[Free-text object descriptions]
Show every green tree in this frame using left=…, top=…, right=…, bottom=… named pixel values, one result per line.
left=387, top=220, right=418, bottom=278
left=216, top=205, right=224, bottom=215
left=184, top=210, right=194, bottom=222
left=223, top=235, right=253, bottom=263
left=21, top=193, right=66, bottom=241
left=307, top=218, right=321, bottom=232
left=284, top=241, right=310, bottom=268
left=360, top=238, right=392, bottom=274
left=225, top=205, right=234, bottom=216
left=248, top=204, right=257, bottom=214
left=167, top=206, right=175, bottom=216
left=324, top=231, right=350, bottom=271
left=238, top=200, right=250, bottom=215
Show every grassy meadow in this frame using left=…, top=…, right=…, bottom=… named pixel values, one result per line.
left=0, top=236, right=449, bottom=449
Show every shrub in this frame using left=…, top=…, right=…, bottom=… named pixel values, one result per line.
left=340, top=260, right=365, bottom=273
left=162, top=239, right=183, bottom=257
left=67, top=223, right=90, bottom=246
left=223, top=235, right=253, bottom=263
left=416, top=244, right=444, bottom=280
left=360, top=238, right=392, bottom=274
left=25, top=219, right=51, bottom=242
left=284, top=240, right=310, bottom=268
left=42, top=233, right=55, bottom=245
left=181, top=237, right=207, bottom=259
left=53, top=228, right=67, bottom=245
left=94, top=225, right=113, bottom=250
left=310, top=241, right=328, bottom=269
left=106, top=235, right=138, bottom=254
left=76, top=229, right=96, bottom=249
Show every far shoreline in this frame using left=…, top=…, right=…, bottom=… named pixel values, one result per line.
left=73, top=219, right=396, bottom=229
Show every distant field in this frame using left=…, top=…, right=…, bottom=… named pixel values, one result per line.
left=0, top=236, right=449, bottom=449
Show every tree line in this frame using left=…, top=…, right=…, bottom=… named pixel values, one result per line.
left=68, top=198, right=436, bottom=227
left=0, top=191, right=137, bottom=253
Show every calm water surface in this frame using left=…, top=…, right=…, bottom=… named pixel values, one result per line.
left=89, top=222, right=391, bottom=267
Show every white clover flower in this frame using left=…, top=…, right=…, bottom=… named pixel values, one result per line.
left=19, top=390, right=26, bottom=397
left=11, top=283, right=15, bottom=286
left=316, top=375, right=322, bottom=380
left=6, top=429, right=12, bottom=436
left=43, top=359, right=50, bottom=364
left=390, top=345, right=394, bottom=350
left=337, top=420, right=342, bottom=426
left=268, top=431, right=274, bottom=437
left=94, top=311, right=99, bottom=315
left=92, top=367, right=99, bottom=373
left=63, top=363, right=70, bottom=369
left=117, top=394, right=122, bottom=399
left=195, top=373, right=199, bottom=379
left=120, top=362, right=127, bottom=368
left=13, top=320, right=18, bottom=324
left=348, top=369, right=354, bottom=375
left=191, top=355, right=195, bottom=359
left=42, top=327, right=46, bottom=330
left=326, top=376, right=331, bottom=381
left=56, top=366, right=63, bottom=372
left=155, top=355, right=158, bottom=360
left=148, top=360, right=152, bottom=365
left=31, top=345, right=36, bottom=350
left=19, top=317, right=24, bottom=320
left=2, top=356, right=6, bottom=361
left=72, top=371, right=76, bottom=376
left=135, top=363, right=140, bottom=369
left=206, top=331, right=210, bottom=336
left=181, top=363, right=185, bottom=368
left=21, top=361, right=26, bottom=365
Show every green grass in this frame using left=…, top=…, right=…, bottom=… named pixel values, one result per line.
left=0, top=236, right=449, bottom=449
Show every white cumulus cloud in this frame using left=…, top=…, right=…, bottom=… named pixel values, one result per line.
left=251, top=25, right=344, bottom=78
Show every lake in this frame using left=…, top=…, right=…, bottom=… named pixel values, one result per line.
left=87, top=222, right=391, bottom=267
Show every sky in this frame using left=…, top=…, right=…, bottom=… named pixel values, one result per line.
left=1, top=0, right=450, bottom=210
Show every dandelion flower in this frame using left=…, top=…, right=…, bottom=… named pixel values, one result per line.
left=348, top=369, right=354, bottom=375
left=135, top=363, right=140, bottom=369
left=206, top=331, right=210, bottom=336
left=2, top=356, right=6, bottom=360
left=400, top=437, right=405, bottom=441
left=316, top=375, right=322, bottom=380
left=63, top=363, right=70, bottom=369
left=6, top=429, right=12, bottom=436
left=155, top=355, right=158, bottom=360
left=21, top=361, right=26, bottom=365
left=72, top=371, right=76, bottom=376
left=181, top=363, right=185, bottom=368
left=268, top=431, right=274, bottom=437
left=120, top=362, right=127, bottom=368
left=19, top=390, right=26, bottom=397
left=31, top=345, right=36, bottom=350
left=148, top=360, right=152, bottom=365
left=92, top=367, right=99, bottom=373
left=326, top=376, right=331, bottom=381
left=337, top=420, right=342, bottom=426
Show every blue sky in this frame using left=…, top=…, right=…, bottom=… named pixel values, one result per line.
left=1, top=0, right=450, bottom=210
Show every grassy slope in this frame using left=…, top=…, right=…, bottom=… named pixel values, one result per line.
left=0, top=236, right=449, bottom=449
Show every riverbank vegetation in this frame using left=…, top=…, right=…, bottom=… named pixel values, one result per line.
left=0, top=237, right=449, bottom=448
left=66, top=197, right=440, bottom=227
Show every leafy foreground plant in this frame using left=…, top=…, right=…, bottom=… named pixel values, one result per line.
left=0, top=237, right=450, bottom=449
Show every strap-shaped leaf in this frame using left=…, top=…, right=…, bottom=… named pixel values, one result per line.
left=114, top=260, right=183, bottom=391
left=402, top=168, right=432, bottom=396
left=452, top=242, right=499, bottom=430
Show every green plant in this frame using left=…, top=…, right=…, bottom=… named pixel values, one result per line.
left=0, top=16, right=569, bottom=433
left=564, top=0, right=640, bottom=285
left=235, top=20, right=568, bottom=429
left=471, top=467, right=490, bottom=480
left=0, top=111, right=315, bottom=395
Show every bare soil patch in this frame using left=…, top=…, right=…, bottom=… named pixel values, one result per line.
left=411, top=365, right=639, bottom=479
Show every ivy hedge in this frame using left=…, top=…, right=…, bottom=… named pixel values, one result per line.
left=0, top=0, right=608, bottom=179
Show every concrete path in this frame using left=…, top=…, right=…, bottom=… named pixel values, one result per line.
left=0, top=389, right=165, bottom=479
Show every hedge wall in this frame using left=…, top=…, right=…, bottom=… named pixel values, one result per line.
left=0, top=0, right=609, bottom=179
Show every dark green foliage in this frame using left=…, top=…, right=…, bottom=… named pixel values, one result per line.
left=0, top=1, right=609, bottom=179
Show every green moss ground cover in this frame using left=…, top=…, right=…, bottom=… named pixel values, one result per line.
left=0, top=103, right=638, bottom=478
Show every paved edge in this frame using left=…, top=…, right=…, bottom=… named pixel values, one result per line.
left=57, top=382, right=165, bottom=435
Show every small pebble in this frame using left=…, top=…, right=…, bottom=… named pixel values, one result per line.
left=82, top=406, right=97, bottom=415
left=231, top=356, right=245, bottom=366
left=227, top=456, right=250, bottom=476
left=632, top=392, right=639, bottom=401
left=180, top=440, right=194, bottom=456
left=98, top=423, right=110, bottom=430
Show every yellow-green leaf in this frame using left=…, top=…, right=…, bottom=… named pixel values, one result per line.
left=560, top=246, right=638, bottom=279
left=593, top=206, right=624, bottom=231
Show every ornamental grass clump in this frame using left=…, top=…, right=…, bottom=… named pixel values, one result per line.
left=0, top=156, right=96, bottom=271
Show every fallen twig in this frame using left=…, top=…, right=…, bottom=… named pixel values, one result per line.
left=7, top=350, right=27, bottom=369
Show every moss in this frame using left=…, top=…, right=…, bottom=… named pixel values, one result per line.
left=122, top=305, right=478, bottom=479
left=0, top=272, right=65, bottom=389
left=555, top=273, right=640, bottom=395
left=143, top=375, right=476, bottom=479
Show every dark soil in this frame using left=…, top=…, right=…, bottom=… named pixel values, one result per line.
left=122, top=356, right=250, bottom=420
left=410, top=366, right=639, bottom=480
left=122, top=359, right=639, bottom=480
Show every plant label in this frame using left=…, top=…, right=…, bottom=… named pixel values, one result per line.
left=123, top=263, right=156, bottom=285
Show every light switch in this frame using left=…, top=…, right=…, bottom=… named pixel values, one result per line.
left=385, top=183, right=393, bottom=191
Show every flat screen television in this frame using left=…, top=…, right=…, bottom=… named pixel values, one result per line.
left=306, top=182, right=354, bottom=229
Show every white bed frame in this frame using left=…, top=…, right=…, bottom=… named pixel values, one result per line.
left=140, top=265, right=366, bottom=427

- [EXERCISE]: A word-for-word restatement of the lines running from the one with "Show every white bed" to the last line of the records is the whole answer.

- [YOUR SOLUTION]:
Show every white bed frame in this frame using left=…, top=…, right=…, bottom=… named pixel values, one result per line.
left=140, top=265, right=366, bottom=427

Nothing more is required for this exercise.